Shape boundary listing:

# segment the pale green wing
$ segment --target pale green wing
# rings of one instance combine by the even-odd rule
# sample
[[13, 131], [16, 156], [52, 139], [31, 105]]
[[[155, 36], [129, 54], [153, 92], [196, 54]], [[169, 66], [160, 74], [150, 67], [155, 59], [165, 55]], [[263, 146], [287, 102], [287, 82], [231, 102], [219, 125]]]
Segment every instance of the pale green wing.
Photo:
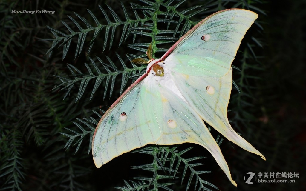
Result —
[[[227, 115], [231, 65], [241, 39], [257, 17], [236, 9], [213, 14], [183, 37], [164, 62], [183, 96], [202, 119], [233, 142], [265, 160], [233, 129]], [[201, 39], [204, 35], [209, 35], [207, 40]]]
[[223, 76], [229, 71], [241, 39], [258, 16], [239, 9], [213, 14], [179, 40], [162, 59], [166, 64], [175, 64], [173, 69], [182, 74]]
[[146, 83], [146, 79], [124, 93], [98, 124], [92, 142], [97, 167], [123, 153], [155, 142], [161, 136], [160, 94], [155, 88], [156, 86]]
[[159, 91], [163, 101], [162, 122], [165, 127], [161, 137], [153, 144], [172, 145], [190, 142], [202, 145], [211, 154], [229, 179], [237, 186], [220, 148], [198, 113], [173, 92], [164, 87]]

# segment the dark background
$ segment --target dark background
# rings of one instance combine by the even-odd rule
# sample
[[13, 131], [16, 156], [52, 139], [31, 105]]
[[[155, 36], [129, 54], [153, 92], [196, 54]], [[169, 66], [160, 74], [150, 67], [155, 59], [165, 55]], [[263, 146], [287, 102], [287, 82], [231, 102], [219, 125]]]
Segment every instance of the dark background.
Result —
[[[144, 4], [140, 1], [131, 1]], [[229, 105], [232, 111], [229, 112], [229, 119], [232, 121], [234, 129], [262, 153], [267, 160], [224, 140], [220, 148], [233, 179], [238, 185], [235, 187], [211, 155], [202, 147], [185, 144], [177, 149], [182, 150], [193, 147], [185, 157], [206, 157], [199, 161], [204, 165], [196, 169], [212, 172], [201, 177], [220, 190], [305, 190], [306, 2], [302, 0], [187, 1], [177, 9], [181, 11], [193, 6], [204, 5], [202, 8], [209, 9], [192, 17], [195, 21], [219, 10], [232, 8], [239, 2], [250, 6], [238, 5], [237, 8], [249, 8], [259, 15], [256, 20], [262, 28], [256, 24], [251, 27], [233, 63], [243, 70], [242, 72], [235, 70], [233, 75], [241, 95], [233, 87]], [[127, 10], [131, 11], [129, 2], [122, 2]], [[151, 162], [151, 156], [126, 153], [97, 169], [91, 152], [88, 154], [90, 133], [85, 137], [75, 154], [77, 144], [72, 145], [79, 138], [72, 141], [71, 146], [65, 150], [63, 147], [69, 138], [59, 133], [75, 134], [65, 128], [81, 132], [73, 122], [90, 131], [76, 119], [90, 119], [91, 116], [98, 120], [91, 110], [100, 112], [99, 108], [106, 110], [111, 105], [119, 95], [121, 80], [119, 78], [116, 80], [110, 98], [109, 90], [106, 97], [103, 97], [104, 83], [90, 100], [93, 81], [76, 103], [80, 83], [74, 85], [63, 100], [67, 89], [59, 91], [64, 86], [52, 90], [61, 83], [58, 78], [53, 75], [73, 79], [67, 63], [88, 74], [84, 63], [90, 63], [86, 53], [92, 34], [85, 41], [83, 51], [75, 59], [77, 37], [73, 39], [71, 47], [63, 60], [62, 47], [54, 50], [49, 57], [48, 54], [45, 54], [51, 47], [52, 41], [39, 40], [54, 39], [47, 26], [69, 34], [61, 20], [65, 21], [74, 30], [77, 28], [68, 17], [76, 20], [73, 12], [88, 19], [93, 25], [94, 21], [86, 10], [88, 9], [99, 21], [106, 24], [97, 6], [100, 5], [108, 11], [106, 3], [123, 18], [121, 5], [117, 1], [8, 1], [0, 3], [0, 189], [118, 190], [113, 187], [123, 186], [124, 180], [133, 180], [131, 178], [135, 177], [152, 178], [153, 174], [150, 172], [131, 169], [131, 166]], [[12, 10], [42, 9], [55, 10], [55, 13], [38, 15], [10, 12]], [[107, 55], [118, 62], [115, 51], [124, 57], [128, 66], [125, 53], [137, 55], [143, 53], [126, 46], [132, 42], [132, 36], [117, 48], [121, 30], [116, 31], [116, 42], [111, 48], [109, 50], [107, 46], [102, 53], [103, 31], [88, 56], [91, 58], [97, 56], [106, 62]], [[140, 42], [150, 40], [145, 36], [138, 36], [136, 39]], [[169, 48], [171, 45], [162, 46]], [[155, 55], [160, 57], [162, 53]], [[117, 66], [121, 64], [115, 64]], [[125, 88], [132, 83], [129, 80]], [[218, 134], [213, 130], [211, 133], [215, 137]], [[181, 167], [180, 170], [184, 167]], [[294, 183], [256, 182], [249, 185], [244, 179], [245, 173], [249, 172], [296, 172], [299, 173], [299, 177], [292, 178], [295, 180]], [[188, 173], [190, 171], [186, 177]], [[170, 180], [169, 182], [175, 184], [169, 187], [174, 190], [185, 190], [188, 178], [185, 178], [181, 185], [180, 179]], [[190, 190], [193, 190], [195, 182], [193, 179]]]

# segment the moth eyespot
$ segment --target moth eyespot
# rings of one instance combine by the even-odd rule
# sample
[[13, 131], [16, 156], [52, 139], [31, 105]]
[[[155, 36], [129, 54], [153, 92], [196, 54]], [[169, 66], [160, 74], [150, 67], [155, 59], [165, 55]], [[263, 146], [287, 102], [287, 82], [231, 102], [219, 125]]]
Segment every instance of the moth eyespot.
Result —
[[208, 94], [212, 95], [215, 94], [215, 88], [211, 86], [208, 86], [207, 87], [206, 90]]
[[177, 126], [176, 122], [173, 120], [169, 119], [168, 121], [168, 126], [171, 129], [174, 129]]
[[122, 112], [120, 115], [119, 120], [120, 120], [120, 121], [124, 121], [126, 120], [127, 117], [125, 113], [124, 112]]
[[204, 41], [208, 41], [210, 39], [210, 35], [204, 35], [201, 38], [201, 39]]

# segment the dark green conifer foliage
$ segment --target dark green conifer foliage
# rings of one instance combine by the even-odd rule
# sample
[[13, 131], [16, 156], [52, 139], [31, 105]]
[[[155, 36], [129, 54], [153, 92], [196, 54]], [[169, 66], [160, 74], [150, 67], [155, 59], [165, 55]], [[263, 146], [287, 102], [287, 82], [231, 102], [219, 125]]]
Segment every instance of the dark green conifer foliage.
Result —
[[[297, 0], [284, 10], [270, 3], [261, 0], [0, 3], [0, 190], [298, 190], [305, 177], [300, 170], [305, 159], [301, 154], [305, 131], [299, 127], [305, 114], [301, 111], [305, 111], [305, 103], [300, 87], [306, 83], [301, 72], [306, 50], [300, 43], [304, 24], [292, 23], [306, 17], [299, 11], [306, 5]], [[237, 188], [208, 152], [191, 144], [148, 145], [97, 169], [91, 151], [98, 121], [146, 68], [129, 62], [146, 57], [151, 43], [153, 55], [160, 57], [198, 22], [230, 8], [250, 10], [259, 17], [233, 63], [236, 69], [229, 118], [267, 161], [232, 146], [212, 129], [218, 144], [223, 143], [221, 150]], [[55, 12], [12, 13], [44, 9]], [[284, 39], [287, 44], [280, 40]], [[290, 47], [297, 48], [293, 51]], [[291, 63], [295, 65], [288, 67]], [[249, 172], [299, 172], [300, 178], [295, 184], [251, 187], [243, 180]]]

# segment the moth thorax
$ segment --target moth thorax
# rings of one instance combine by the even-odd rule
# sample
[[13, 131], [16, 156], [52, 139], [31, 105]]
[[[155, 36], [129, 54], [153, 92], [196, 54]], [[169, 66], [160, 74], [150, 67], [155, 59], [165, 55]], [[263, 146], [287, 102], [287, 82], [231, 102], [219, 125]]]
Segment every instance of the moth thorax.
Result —
[[152, 66], [152, 69], [156, 73], [156, 75], [162, 77], [165, 75], [164, 68], [160, 65], [157, 64], [154, 64]]

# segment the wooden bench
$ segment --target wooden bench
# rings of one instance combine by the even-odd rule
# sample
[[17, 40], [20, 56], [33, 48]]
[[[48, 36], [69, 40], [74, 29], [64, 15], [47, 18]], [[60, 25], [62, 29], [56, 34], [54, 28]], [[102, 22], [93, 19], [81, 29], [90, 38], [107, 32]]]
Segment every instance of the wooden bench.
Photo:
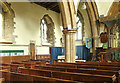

Your goal: Count the lines in the listing that contain the string "dark", matching case exactly, and give only the number.

Output for this task: 6